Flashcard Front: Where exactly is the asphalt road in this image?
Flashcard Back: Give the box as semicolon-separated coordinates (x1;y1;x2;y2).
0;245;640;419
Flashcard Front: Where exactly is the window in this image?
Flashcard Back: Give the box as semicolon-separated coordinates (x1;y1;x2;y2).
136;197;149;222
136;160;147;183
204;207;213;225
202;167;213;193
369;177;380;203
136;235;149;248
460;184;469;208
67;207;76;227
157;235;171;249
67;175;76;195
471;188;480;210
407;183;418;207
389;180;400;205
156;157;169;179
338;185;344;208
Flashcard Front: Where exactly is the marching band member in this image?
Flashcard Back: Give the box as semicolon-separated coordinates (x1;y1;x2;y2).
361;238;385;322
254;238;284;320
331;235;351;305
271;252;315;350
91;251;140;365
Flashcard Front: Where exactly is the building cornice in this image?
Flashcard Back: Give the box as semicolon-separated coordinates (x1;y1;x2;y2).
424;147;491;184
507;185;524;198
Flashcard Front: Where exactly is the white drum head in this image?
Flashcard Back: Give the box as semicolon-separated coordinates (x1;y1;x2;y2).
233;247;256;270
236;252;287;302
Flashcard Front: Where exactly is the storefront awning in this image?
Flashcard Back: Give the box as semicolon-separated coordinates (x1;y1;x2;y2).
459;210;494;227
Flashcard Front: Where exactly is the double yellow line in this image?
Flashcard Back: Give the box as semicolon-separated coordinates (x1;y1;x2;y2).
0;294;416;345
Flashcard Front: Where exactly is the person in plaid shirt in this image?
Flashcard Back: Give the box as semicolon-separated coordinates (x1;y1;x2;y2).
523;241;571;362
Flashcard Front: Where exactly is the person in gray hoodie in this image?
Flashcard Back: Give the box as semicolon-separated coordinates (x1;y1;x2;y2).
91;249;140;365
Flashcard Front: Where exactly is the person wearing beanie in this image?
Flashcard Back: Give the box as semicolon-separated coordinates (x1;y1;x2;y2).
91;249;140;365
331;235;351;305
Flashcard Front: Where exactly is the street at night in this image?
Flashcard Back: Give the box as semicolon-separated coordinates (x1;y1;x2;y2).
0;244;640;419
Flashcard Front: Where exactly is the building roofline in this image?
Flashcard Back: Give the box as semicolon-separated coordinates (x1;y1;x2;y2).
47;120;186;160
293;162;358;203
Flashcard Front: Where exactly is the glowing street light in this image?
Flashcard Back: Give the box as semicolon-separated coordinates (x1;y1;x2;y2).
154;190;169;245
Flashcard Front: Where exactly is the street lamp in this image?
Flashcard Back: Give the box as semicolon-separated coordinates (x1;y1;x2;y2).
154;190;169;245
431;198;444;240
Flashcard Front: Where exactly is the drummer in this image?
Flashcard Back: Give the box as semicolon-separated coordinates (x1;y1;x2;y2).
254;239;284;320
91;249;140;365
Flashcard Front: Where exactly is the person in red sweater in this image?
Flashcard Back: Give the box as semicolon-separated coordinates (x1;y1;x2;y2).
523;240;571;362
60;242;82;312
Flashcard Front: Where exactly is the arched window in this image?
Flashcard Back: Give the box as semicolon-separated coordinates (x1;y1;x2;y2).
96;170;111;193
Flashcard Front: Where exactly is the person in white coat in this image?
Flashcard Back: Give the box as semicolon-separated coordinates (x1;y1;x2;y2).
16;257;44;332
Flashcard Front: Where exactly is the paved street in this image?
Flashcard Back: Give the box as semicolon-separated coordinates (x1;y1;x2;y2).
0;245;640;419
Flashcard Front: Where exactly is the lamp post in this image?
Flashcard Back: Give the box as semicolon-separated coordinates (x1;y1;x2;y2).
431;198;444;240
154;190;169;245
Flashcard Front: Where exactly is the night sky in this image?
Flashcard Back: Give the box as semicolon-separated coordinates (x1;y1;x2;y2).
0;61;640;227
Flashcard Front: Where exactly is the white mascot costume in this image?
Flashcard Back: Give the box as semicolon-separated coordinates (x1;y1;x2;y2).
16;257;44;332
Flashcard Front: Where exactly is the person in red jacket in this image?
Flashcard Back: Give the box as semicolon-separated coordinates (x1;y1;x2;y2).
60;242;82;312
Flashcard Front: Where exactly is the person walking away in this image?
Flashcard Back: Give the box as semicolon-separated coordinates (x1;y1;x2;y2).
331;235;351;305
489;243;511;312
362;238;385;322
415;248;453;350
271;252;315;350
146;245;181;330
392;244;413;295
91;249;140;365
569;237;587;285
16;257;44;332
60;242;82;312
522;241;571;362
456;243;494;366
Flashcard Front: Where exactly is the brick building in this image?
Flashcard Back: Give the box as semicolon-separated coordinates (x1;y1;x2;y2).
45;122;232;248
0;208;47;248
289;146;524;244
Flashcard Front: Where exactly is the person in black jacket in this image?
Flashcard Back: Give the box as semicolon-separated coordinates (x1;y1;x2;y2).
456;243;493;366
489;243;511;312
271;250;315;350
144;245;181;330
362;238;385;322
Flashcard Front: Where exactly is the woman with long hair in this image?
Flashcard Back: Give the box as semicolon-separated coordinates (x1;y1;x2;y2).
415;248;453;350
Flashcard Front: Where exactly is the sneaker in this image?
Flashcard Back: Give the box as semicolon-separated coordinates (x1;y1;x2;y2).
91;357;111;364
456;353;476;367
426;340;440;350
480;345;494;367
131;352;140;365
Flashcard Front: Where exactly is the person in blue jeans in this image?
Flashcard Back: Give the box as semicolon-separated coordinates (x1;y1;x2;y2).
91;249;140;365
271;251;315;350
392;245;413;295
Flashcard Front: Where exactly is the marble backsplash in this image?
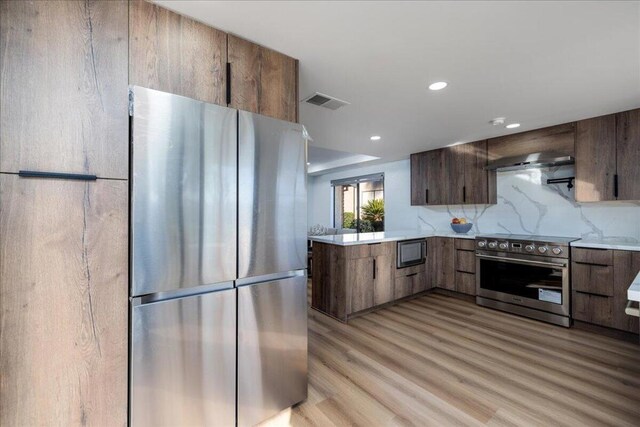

● ● ● ●

- **Exercise directions**
Find every line in the data above that contains the word "lamp" and copy those lines out.

- **Result of the exercise**
Flashcard Front: Where exactly is the street lamp in this image?
Flashcard Front: Where exactly is the lamp post in this image?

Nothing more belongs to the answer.